→ **Required work**: Leave out the pictures, and reproduce exactly the lines from the line containing "of the evergreen" through the final line of the entries.

→ **Exercise input**:
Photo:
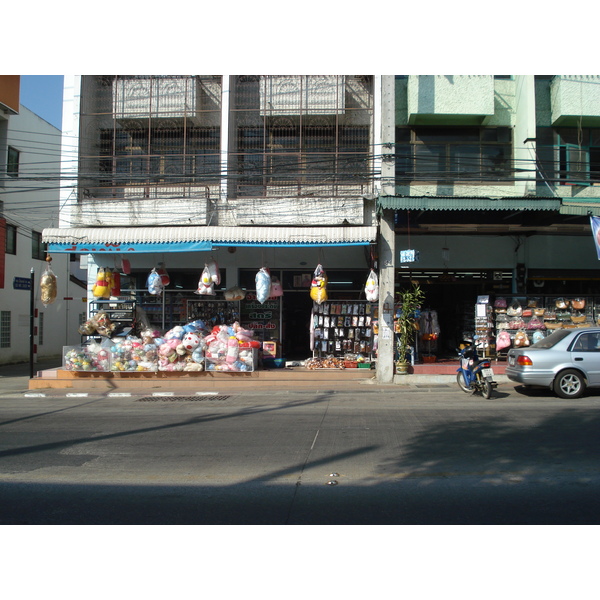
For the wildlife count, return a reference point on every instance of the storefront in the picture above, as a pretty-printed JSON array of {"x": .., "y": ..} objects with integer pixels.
[{"x": 279, "y": 326}]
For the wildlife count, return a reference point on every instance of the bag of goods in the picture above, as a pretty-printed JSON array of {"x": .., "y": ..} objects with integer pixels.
[
  {"x": 318, "y": 286},
  {"x": 103, "y": 285},
  {"x": 164, "y": 276},
  {"x": 213, "y": 270},
  {"x": 515, "y": 309},
  {"x": 48, "y": 286},
  {"x": 276, "y": 288},
  {"x": 154, "y": 283},
  {"x": 263, "y": 285},
  {"x": 205, "y": 284},
  {"x": 521, "y": 340},
  {"x": 372, "y": 287},
  {"x": 234, "y": 293},
  {"x": 503, "y": 340}
]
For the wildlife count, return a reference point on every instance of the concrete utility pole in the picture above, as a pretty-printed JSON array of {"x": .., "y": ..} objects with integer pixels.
[{"x": 387, "y": 237}]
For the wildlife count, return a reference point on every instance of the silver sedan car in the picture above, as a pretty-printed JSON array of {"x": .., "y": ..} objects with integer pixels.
[{"x": 567, "y": 362}]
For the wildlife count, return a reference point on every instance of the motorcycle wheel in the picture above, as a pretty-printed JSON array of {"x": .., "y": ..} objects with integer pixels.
[
  {"x": 460, "y": 379},
  {"x": 485, "y": 386}
]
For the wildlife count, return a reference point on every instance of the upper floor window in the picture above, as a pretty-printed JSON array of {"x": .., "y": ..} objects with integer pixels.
[
  {"x": 38, "y": 248},
  {"x": 453, "y": 153},
  {"x": 11, "y": 239},
  {"x": 569, "y": 155},
  {"x": 12, "y": 164}
]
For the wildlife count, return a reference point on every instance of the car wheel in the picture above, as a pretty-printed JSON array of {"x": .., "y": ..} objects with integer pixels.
[{"x": 569, "y": 384}]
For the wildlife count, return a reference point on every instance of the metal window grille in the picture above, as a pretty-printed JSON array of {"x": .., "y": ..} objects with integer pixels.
[
  {"x": 5, "y": 329},
  {"x": 301, "y": 135},
  {"x": 150, "y": 135}
]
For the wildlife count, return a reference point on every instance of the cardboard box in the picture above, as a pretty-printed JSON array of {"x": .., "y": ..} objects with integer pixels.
[{"x": 270, "y": 349}]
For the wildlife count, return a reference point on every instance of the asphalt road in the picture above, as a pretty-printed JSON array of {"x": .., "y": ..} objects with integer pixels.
[{"x": 423, "y": 456}]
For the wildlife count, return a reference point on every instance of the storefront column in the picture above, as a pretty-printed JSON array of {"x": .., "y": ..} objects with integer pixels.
[{"x": 387, "y": 238}]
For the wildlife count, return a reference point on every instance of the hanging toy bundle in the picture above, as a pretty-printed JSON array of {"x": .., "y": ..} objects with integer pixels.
[
  {"x": 263, "y": 285},
  {"x": 206, "y": 284},
  {"x": 318, "y": 286},
  {"x": 164, "y": 276},
  {"x": 103, "y": 285},
  {"x": 154, "y": 283},
  {"x": 372, "y": 287},
  {"x": 48, "y": 285}
]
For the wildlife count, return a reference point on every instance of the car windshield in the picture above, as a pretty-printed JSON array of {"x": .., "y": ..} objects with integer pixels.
[{"x": 553, "y": 338}]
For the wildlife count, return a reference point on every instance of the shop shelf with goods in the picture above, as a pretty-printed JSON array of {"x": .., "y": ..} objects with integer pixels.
[
  {"x": 484, "y": 328},
  {"x": 341, "y": 328},
  {"x": 523, "y": 320}
]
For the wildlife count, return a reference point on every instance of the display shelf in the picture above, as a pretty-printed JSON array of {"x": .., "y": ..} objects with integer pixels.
[
  {"x": 342, "y": 327},
  {"x": 527, "y": 319}
]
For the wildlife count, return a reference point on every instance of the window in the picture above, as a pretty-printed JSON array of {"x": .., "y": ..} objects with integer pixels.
[
  {"x": 5, "y": 329},
  {"x": 569, "y": 155},
  {"x": 453, "y": 153},
  {"x": 11, "y": 239},
  {"x": 578, "y": 155},
  {"x": 38, "y": 249},
  {"x": 297, "y": 133},
  {"x": 12, "y": 165}
]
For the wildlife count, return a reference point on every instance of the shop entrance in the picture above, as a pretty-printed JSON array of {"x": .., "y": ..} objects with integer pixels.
[{"x": 296, "y": 310}]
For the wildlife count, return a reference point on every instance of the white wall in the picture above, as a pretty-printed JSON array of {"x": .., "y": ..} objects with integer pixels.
[{"x": 33, "y": 205}]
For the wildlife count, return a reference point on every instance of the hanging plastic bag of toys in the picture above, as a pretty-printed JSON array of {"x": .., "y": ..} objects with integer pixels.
[
  {"x": 318, "y": 286},
  {"x": 154, "y": 283}
]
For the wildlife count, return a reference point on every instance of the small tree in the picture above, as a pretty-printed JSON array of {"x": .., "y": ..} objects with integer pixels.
[{"x": 410, "y": 301}]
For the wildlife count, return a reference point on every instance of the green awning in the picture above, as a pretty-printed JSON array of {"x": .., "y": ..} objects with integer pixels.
[
  {"x": 466, "y": 203},
  {"x": 581, "y": 206}
]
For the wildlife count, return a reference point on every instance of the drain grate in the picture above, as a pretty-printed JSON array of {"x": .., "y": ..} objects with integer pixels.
[{"x": 181, "y": 398}]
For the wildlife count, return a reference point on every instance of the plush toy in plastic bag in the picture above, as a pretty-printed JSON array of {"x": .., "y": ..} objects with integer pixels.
[
  {"x": 372, "y": 287},
  {"x": 213, "y": 269},
  {"x": 206, "y": 285},
  {"x": 103, "y": 285},
  {"x": 318, "y": 286},
  {"x": 263, "y": 285},
  {"x": 48, "y": 286},
  {"x": 154, "y": 283},
  {"x": 234, "y": 293},
  {"x": 276, "y": 288},
  {"x": 164, "y": 276}
]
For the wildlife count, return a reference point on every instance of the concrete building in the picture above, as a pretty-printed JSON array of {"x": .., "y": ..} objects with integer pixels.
[
  {"x": 30, "y": 153},
  {"x": 490, "y": 180}
]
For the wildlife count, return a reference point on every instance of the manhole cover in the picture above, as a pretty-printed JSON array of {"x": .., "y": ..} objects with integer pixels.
[{"x": 181, "y": 398}]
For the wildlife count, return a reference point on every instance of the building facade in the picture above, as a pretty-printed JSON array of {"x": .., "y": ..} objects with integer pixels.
[
  {"x": 30, "y": 155},
  {"x": 489, "y": 180}
]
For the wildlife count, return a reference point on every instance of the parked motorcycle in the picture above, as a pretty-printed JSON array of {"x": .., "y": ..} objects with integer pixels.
[{"x": 475, "y": 374}]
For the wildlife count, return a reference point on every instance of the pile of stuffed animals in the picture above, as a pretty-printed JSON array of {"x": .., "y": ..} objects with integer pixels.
[{"x": 191, "y": 347}]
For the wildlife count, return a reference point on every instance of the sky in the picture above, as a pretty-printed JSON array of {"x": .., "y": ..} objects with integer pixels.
[{"x": 42, "y": 94}]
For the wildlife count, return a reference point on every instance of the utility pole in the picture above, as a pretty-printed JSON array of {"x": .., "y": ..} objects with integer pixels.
[{"x": 387, "y": 237}]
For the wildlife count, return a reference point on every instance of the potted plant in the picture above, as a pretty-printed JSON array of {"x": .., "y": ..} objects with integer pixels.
[{"x": 410, "y": 301}]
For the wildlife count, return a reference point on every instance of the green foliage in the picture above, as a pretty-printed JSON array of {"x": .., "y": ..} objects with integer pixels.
[{"x": 410, "y": 300}]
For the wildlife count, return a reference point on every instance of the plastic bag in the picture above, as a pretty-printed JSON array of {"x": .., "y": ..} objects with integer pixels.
[
  {"x": 372, "y": 287},
  {"x": 154, "y": 283},
  {"x": 263, "y": 285},
  {"x": 318, "y": 286},
  {"x": 103, "y": 285},
  {"x": 234, "y": 293},
  {"x": 276, "y": 288},
  {"x": 48, "y": 286},
  {"x": 213, "y": 269},
  {"x": 206, "y": 284}
]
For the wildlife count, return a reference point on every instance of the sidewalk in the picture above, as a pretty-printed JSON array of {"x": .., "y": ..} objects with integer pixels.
[{"x": 49, "y": 377}]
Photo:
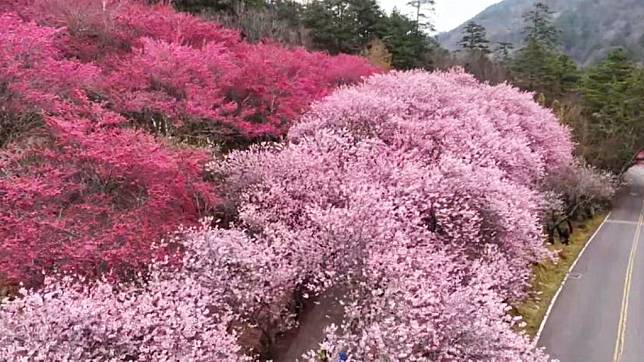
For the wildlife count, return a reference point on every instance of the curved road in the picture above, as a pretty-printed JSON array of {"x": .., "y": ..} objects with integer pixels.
[{"x": 599, "y": 314}]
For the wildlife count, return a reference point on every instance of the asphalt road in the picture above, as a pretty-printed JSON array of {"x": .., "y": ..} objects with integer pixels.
[{"x": 599, "y": 314}]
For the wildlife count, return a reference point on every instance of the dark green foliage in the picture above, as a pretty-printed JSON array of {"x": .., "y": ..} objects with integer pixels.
[
  {"x": 226, "y": 6},
  {"x": 409, "y": 48},
  {"x": 503, "y": 51},
  {"x": 421, "y": 7},
  {"x": 613, "y": 99},
  {"x": 342, "y": 26},
  {"x": 539, "y": 26},
  {"x": 475, "y": 38},
  {"x": 544, "y": 70}
]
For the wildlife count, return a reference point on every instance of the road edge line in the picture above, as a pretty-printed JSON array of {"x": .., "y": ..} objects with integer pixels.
[{"x": 572, "y": 266}]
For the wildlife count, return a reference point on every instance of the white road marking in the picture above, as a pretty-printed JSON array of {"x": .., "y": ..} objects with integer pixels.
[
  {"x": 554, "y": 299},
  {"x": 623, "y": 315}
]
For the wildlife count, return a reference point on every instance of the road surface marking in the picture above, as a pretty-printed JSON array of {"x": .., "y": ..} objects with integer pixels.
[
  {"x": 623, "y": 316},
  {"x": 554, "y": 298},
  {"x": 623, "y": 222}
]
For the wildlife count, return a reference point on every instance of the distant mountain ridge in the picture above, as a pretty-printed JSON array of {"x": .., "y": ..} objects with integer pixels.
[{"x": 590, "y": 28}]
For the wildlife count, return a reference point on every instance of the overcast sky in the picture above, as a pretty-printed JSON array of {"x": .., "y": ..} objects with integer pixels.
[{"x": 449, "y": 13}]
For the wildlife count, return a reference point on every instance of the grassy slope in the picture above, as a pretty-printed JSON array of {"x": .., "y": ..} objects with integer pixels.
[{"x": 548, "y": 276}]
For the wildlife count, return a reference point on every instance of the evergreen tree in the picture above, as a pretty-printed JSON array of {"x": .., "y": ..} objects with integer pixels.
[
  {"x": 420, "y": 7},
  {"x": 539, "y": 26},
  {"x": 409, "y": 48},
  {"x": 231, "y": 7},
  {"x": 343, "y": 26},
  {"x": 503, "y": 51},
  {"x": 613, "y": 98},
  {"x": 541, "y": 69},
  {"x": 475, "y": 38}
]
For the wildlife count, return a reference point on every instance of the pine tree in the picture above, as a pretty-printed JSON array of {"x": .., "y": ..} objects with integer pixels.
[
  {"x": 420, "y": 6},
  {"x": 409, "y": 48},
  {"x": 539, "y": 26},
  {"x": 475, "y": 38},
  {"x": 503, "y": 51},
  {"x": 613, "y": 94}
]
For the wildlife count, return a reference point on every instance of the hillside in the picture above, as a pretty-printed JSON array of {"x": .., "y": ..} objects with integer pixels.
[{"x": 590, "y": 28}]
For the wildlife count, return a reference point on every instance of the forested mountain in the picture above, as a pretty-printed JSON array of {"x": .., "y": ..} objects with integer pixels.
[{"x": 590, "y": 28}]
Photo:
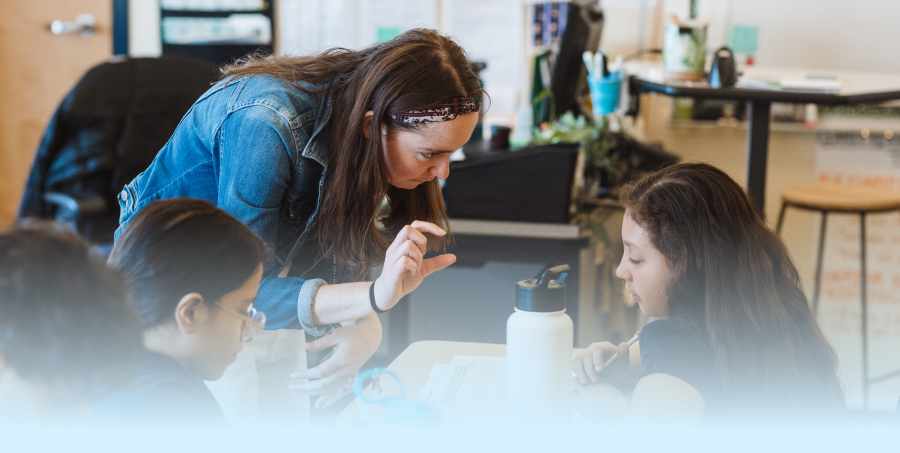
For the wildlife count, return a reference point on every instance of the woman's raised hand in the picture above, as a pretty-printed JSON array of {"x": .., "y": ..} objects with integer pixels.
[
  {"x": 405, "y": 266},
  {"x": 588, "y": 365}
]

→ **Right answer**:
For the wildlife count, return a reference point on every instance of the evergreen tree in the picture above, as a pretty-printed JSON array of {"x": .., "y": ..} objects with integer pixels.
[
  {"x": 420, "y": 7},
  {"x": 539, "y": 26},
  {"x": 409, "y": 48},
  {"x": 231, "y": 7},
  {"x": 343, "y": 26},
  {"x": 503, "y": 51},
  {"x": 613, "y": 98},
  {"x": 541, "y": 69},
  {"x": 475, "y": 38}
]
For the wildlife count, return a reference point on every instance of the pine tree in the picture above, as a pretty-printed JSON array of {"x": .., "y": ..} objects with integer pixels.
[
  {"x": 420, "y": 6},
  {"x": 409, "y": 48},
  {"x": 539, "y": 26},
  {"x": 475, "y": 38},
  {"x": 503, "y": 51},
  {"x": 613, "y": 94}
]
For the wildlife count, return a reference point on every instance of the hillside in the picture above, as a pretty-printed JSON array of {"x": .., "y": ..} objects with integer pixels.
[{"x": 590, "y": 28}]
For the wildlife count, return a reference point on every instance of the forested mountain in the picture above, as a pretty-printed JSON array of {"x": .., "y": ..} objects with integer pixels.
[{"x": 590, "y": 28}]
Photo:
For the wildlife count, return a reference point on every instance of the woman's raised hand in the picture above, as a pretty-printed JSON array of {"x": .., "y": ..} objects with integer pixels.
[
  {"x": 405, "y": 266},
  {"x": 588, "y": 365}
]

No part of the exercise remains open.